● **WORUM ES GEHT**:
Beantworte die folgenden Fragen mithilfe des Textes zum Jugendmedienschutz.
(a) Welche Gefahren aus der „Offline“-Welt nennt der Text als Beispiele?
(b) Was gehört dem Text zufolge zu einem „Jugendschutz by design“?
(c) Welches Aufsichtsorgan wird im Text namentlich genannt?

● **BEREITGESTELLTER AUSZUG**:
Immer mehr Spiel- und Lerntools auf digitalen Endgeräten (bsw. Audio-/Bewegtbildformate auf Smartphones) erobern das Kinder- und Jugendzimmer. Welche Herausforderungen ergeben sich daraus für den Jugendmedienschutz?
Tools auf digitalen Endgeräten bieten Kindern und Jugendlichen tolle Möglichkeiten, spielerisch die Welt zu entdecken und Neues zu lernen. Für den Jugendmedienschutz ergibt sich die Herausforderung, sie dabei vor den gleichen Gefahren zu schützen, die es auch in der „Offline“-Welt gibt – beispielsweise Gewalt, Missbrauch, Extremismus oder Verleitung zu Selbstverletzung. Um diesen Schutz zu gewährleisten, muss an drei Stellen angesetzt werden: Erstens bedarf es struktureller Vorkehrungen, die Kinder und Jugendliche vor der (ungewollten) Konfrontation mit ungeeigneten Angeboten schützen. Hier sind vor allem die Anbieter in der Pflicht: Schon bei der Entwicklung von Angeboten – egal ob Software oder Hardware – muss der Jugendschutz mitgedacht und umgesetzt werden. Zu solch einem „Jugendschutz by design“ gehören zum Beispiel klare Alterskennzeichnungen oder die Einrichtung verlässlicher Zugangsbarrieren für Angebote, die für bestimmte Altersgruppen ungeeignet sind. Zweitens müssen vor allem jüngere Kinder bei ihrer Mediennutzung begleitet werden. Auch wenn es gerade bei mobilen Endgeräten nicht immer einfach zu realisieren ist: Eltern und Pädagogen sollten wissen, wo die Kinder und Jugendlichen online unterwegs sind, sie über mögliche Gefahren aufklären und das Gespräch suchen, wenn problematische Angebote rezipiert wurden. Und drittens muss der Umgang mit den potenziellen Gefahren natürlich ganz klar reguliert sein. Aufsichtsorgane wie die Kommission für Jugendmedienschutz müssen Anbietern, die das geltende Recht missachten, deutliche Grenzen setzen und die Verstöße ahnden. Um dies zu gewährleisten, muss aber auch der Gesetzgeber die geltenden Rechtsgrundlagen immer wieder überprüfen und anpassen, um eine effektive Regulierung auch im Kontext neuer technologischer Entwicklungen zu ermöglichen. Und selbstverständlich stellt gerade bei Onlineangeboten auch die grenzüberschreitende Nutzung eine große Herausforderung dar: Für einen effektiven Jugendmedienschutz sind gemeinsame Anstrengungen aller Akteure auf internationaler Ebene unabdingbar.
Wie können Verbraucher gute von nicht empfehlenswerten Angeboten unterscheiden?

● **Auszüge aus Daten zur Ortsbeschriftung**:
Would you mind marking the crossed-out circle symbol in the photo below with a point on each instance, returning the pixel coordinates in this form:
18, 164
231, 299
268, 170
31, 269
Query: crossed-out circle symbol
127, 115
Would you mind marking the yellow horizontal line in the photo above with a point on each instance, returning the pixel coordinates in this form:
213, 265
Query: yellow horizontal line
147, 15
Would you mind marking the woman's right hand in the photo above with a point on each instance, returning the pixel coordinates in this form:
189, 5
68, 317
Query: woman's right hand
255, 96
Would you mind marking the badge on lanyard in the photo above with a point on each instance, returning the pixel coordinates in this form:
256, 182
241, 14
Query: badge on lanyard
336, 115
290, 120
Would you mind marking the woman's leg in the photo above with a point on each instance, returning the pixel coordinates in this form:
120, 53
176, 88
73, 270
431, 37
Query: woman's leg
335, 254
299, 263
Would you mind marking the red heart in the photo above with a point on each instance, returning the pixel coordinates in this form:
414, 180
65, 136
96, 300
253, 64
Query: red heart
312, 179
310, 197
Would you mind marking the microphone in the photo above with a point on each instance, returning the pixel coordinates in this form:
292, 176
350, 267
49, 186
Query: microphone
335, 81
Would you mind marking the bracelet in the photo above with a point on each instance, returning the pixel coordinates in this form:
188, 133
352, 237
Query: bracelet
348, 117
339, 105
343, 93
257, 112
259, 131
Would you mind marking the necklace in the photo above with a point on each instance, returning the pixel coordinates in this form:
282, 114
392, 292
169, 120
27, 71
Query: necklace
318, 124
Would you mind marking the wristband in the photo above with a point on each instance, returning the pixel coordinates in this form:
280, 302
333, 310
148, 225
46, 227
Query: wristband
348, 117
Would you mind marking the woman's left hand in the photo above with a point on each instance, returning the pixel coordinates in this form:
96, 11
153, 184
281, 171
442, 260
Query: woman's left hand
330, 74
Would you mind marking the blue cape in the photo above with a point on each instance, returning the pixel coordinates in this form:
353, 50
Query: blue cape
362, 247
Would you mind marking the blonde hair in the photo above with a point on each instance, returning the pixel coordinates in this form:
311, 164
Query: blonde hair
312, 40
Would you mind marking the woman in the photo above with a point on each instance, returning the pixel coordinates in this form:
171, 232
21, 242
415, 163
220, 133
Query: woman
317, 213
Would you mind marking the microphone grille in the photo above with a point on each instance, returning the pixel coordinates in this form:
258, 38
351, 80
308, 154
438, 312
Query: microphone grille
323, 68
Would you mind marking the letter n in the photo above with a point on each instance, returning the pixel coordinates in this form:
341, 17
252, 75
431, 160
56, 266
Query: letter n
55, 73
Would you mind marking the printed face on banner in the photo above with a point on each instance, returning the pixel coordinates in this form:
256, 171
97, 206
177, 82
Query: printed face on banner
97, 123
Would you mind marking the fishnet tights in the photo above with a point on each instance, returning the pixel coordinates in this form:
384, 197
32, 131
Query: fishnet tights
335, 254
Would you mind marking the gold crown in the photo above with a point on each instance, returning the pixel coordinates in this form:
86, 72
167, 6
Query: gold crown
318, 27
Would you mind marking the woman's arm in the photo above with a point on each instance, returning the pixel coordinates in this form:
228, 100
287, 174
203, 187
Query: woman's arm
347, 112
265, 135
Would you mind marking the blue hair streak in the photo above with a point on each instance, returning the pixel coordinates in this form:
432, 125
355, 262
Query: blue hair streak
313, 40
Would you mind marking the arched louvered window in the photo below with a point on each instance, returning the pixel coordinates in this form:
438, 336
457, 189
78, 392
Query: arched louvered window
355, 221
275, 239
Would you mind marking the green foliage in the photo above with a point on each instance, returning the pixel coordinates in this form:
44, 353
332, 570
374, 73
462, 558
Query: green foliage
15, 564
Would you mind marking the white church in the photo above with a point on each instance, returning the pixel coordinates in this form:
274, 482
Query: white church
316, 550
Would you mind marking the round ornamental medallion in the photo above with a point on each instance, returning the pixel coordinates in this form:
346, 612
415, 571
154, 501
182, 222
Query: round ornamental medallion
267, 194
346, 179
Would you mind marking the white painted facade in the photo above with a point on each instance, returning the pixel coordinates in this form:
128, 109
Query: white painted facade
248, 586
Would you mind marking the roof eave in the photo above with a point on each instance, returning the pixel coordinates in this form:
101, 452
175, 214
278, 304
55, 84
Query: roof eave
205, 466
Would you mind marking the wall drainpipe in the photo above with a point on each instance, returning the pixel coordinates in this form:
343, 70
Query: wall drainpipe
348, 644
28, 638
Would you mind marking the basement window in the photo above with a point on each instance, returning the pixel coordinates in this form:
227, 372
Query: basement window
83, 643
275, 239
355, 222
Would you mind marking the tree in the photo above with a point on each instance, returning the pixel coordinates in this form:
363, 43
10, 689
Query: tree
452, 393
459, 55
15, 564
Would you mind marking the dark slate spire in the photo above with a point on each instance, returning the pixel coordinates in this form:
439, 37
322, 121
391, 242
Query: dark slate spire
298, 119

● **LÖSUNG DER AUFGABE**:
(a) Gewalt, Missbrauch, Extremismus und Verleitung zu Selbstverletzung.
(b) Dazu gehören zum Beispiel klare Alterskennzeichnungen und verlässliche Zugangsbarrieren für Angebote, die für bestimmte Altersgruppen ungeeignet sind.
(c) Die Kommission für Jugendmedienschutz.